── ТЕКСТ УПРАЖНЕНИЯ

Следует пояснить характеристику нашего отрицательного отношения к непривычным действиям еще несколькими примерами, способствующими выяснению умственных процессов, побуждающих нас формулировать основания нашего консерватизма.
Одним из случаев, в которых всего лучше прослежено развитие таких мотивов, которыми, как утверждают, объясняется поведение, является табу. Хотя у нас вряд ли существуют какие-либо определенные табу, однако, посторонний наблюдатель легко мог бы взглянуть с этой точки зрения на наше воздержание от употребления в пищу известных животных. Если бы индивидуум, привыкший есть собак, спросил нас, почему мы не едим собак, то мы могли бы только ответить, что это неприятно, и он так же был бы вправе сказать, что на собак у нас наложено табу, как мы вправе говорить о табу у первобытных людей. Если бы от нас настойчиво потребовали объяснения причин, мы, вероятно, обосновали бы наше отвращение к употреблению в пищу собак или лошадей тем, что кажется непристойным есть животных, живущих с нами в качестве наших друзей. С другой стороны, мы не привыкли есть гусениц, и, вероятно, мы отказались бы есть их из чувства отвращения. Каннибализм внушает такой ужас, что нам трудно убедить себя в том, что этот ужас принадлежит к числу того же рода чувств отвращения, как и вышеупомянутое. Основное понятие святости человеческой жизни и тот факт, что большая часть животных не станет есть других особей, принадлежащих к тому же виду, побуждают выделять каннибализм, как обычай, признаваемый одним из ужаснейших извращений челове-
[119]
ческой природы. Из этих трех групп чувств отвращения, вероятно, прежде всего у нас вызывается отвращение, когда мы реагируем на искушение отведать этого рода пищу. Мы объясняем свое омерзение различными причинами, смотря по группе идей, с которыми в наших умах ассоциирован тот акт, к которому нас побуждают. В первом случае нет специальной ассоциации, и мы довольствуемся простым выражением чувства отвращения. Во втором случае важнейшее основание, по-видимому, эмоционально, хотя, когда нас спрашивают, на чем основана наша антипатия, мы можем чувствовать склонность так же указывать на привычки вышеупомянутых животных, по-видимому, оправдывающие наше отвращение. В третьем случае одна безнравственность каннибализма представляется достаточным основанием.

────

# [ЗАДАНИЕ 1]
Соответствуют ли тексту о табу следующие утверждения: (a) у нас существует много определенных табу; (b) от гусениц мы, вероятно, отказались бы из чувства отвращения; (c) в третьем случае достаточным основанием считается безнравственность каннибализма? На каждое ответьте «да» или «нет» и приведите решающие слова текста в точной цитате.
# [ЗАДАНИЕ 2]
Выпишите из текста о табу без изменений всё, что стоит от слов «Следует пояснить характеристику» и до слов «основания нашего консерватизма.» включительно.

── ЗАПИСАННЫЕ ДАННЫЕ

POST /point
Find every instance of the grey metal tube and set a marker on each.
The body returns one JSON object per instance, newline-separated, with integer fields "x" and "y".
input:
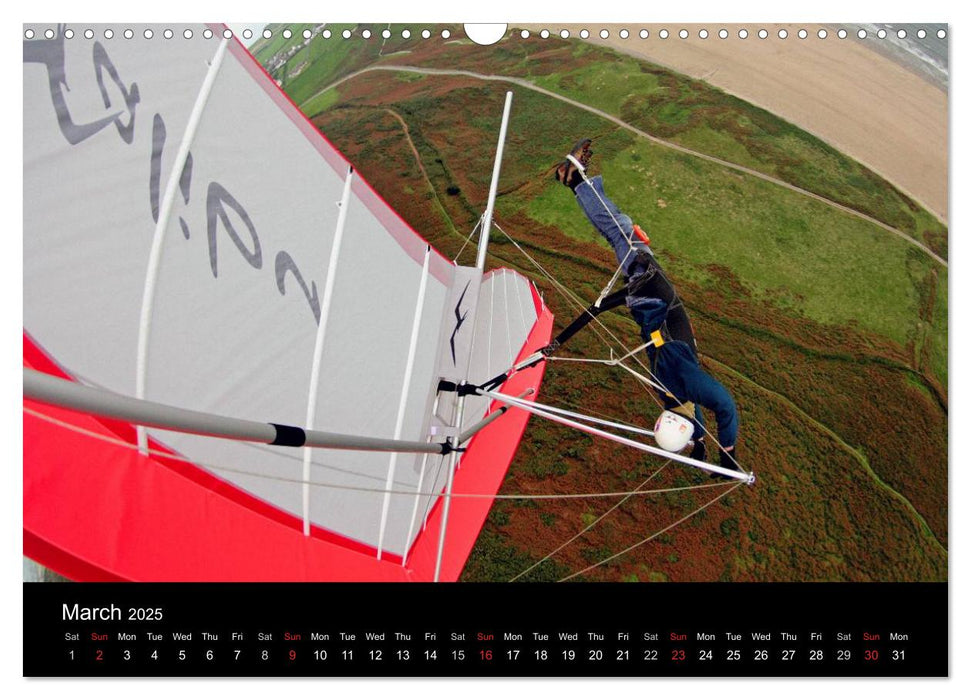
{"x": 469, "y": 432}
{"x": 108, "y": 404}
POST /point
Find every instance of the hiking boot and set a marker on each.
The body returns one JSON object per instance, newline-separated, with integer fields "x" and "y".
{"x": 567, "y": 172}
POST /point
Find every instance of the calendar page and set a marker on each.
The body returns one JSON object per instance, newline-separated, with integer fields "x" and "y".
{"x": 486, "y": 350}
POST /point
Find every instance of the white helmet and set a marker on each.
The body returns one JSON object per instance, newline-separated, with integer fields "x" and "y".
{"x": 672, "y": 432}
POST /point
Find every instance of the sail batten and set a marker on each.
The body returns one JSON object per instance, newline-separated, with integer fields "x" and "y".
{"x": 235, "y": 208}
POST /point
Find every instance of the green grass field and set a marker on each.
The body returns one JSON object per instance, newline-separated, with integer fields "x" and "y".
{"x": 830, "y": 331}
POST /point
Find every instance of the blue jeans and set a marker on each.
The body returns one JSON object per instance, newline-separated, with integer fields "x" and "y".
{"x": 602, "y": 213}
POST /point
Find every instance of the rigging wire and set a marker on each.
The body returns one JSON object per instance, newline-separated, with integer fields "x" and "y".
{"x": 591, "y": 525}
{"x": 469, "y": 238}
{"x": 656, "y": 534}
{"x": 632, "y": 355}
{"x": 345, "y": 487}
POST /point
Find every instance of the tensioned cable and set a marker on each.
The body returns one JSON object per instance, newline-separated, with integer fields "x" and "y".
{"x": 591, "y": 525}
{"x": 577, "y": 303}
{"x": 474, "y": 229}
{"x": 656, "y": 534}
{"x": 567, "y": 294}
{"x": 344, "y": 487}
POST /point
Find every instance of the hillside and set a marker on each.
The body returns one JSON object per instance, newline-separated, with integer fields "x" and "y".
{"x": 829, "y": 328}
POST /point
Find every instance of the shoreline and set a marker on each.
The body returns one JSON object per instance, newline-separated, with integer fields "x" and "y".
{"x": 840, "y": 90}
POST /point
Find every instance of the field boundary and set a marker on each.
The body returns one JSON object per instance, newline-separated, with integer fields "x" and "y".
{"x": 639, "y": 132}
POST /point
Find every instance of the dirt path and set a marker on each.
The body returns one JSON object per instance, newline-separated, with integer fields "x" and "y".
{"x": 853, "y": 98}
{"x": 667, "y": 144}
{"x": 424, "y": 173}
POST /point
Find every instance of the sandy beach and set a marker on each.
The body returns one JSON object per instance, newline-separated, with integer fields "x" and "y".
{"x": 857, "y": 100}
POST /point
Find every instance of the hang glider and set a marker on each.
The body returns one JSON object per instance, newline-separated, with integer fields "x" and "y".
{"x": 192, "y": 241}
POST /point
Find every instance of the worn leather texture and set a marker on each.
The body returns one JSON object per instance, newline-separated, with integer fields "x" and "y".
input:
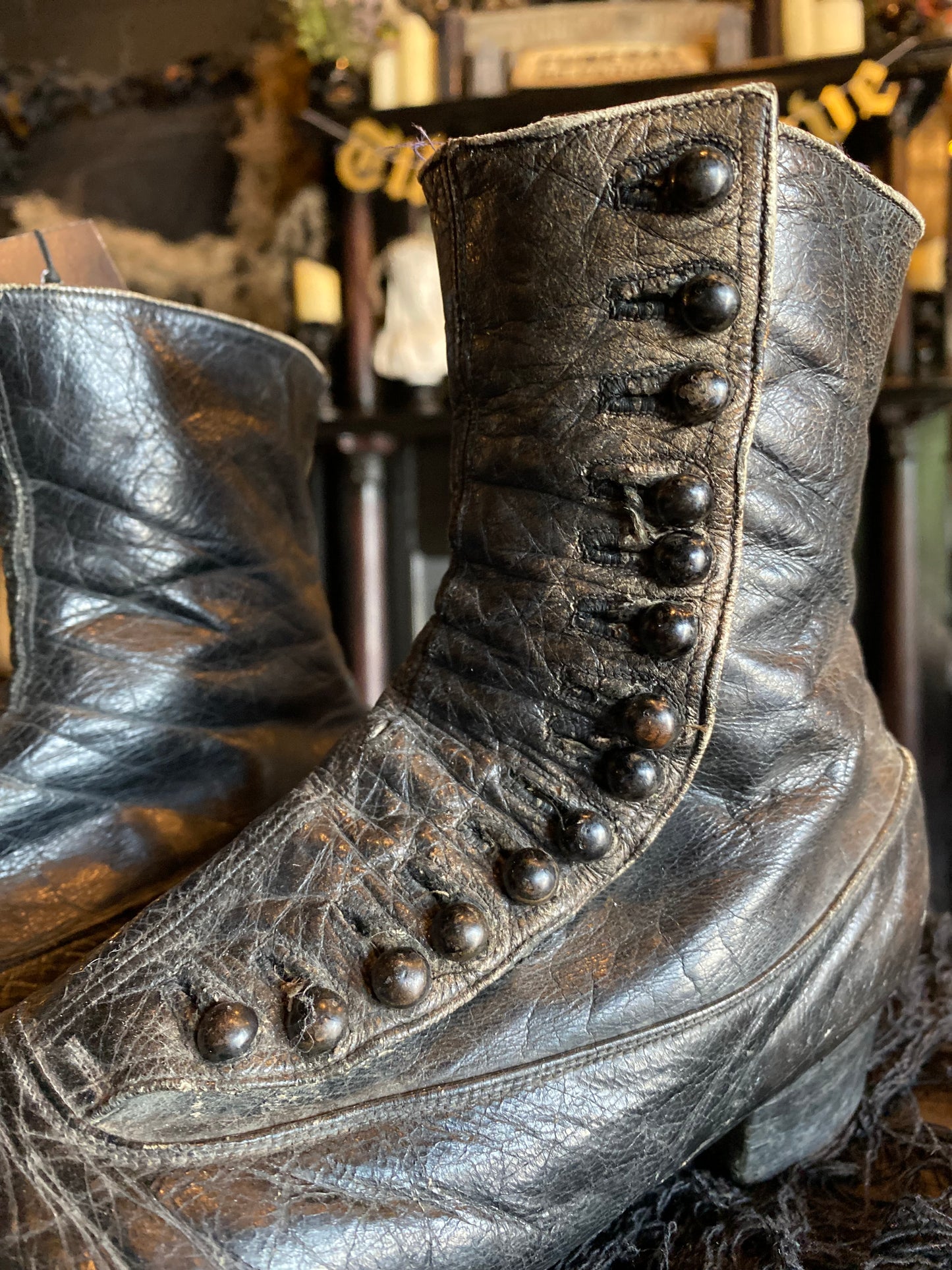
{"x": 174, "y": 664}
{"x": 752, "y": 913}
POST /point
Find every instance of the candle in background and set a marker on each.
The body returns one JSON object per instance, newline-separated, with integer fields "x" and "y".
{"x": 839, "y": 27}
{"x": 316, "y": 293}
{"x": 416, "y": 60}
{"x": 385, "y": 79}
{"x": 798, "y": 23}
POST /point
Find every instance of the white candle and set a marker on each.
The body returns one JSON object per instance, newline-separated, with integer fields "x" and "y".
{"x": 798, "y": 22}
{"x": 416, "y": 56}
{"x": 385, "y": 79}
{"x": 841, "y": 27}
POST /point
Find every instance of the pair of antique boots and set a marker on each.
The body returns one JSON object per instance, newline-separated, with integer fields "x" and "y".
{"x": 623, "y": 864}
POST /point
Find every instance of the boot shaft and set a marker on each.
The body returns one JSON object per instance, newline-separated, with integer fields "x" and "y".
{"x": 631, "y": 299}
{"x": 160, "y": 534}
{"x": 174, "y": 664}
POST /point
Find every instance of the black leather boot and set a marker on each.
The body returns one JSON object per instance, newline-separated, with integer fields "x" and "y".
{"x": 175, "y": 671}
{"x": 626, "y": 856}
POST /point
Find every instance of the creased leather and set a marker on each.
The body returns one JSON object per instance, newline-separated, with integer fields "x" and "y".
{"x": 175, "y": 671}
{"x": 771, "y": 915}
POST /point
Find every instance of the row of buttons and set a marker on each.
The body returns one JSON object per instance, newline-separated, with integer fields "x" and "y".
{"x": 316, "y": 1019}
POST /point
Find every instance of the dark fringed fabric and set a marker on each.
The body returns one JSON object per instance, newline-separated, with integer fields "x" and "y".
{"x": 879, "y": 1198}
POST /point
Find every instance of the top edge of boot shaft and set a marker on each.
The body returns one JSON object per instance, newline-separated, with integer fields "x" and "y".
{"x": 49, "y": 291}
{"x": 560, "y": 125}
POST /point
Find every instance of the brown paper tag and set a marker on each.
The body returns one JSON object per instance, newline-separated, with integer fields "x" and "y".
{"x": 75, "y": 256}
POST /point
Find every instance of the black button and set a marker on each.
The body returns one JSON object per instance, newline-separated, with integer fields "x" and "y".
{"x": 316, "y": 1020}
{"x": 682, "y": 558}
{"x": 650, "y": 720}
{"x": 682, "y": 500}
{"x": 586, "y": 836}
{"x": 630, "y": 775}
{"x": 400, "y": 977}
{"x": 698, "y": 393}
{"x": 460, "y": 931}
{"x": 531, "y": 877}
{"x": 709, "y": 303}
{"x": 665, "y": 630}
{"x": 701, "y": 178}
{"x": 226, "y": 1031}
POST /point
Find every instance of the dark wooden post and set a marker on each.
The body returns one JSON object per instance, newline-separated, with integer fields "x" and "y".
{"x": 898, "y": 512}
{"x": 899, "y": 523}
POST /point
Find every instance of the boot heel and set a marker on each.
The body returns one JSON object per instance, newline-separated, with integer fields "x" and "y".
{"x": 806, "y": 1115}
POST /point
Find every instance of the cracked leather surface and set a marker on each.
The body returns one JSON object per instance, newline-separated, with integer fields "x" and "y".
{"x": 175, "y": 671}
{"x": 750, "y": 916}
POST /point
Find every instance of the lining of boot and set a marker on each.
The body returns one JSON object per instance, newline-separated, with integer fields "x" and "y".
{"x": 878, "y": 1198}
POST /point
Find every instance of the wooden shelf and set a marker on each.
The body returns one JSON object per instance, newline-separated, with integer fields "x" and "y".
{"x": 472, "y": 116}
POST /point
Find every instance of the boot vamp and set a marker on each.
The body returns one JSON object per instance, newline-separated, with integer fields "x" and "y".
{"x": 480, "y": 1175}
{"x": 739, "y": 875}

────

# [ПИСЬМЕННЫЙ ОТВЕТ 1]
(a) Нет: «Хотя у нас вряд ли существуют какие-либо определенные табу».
(b) Да: «мы отказались бы есть их из чувства отвращения».
(c) Да: «В третьем случае одна безнравственность каннибализма представляется достаточным основанием».

# [ПИСЬМЕННЫЙ ОТВЕТ 2]
Следует пояснить характеристику нашего отрицательного отношения к непривычным действиям еще несколькими примерами, способствующими выяснению умственных процессов, побуждающих нас формулировать основания нашего консерватизма.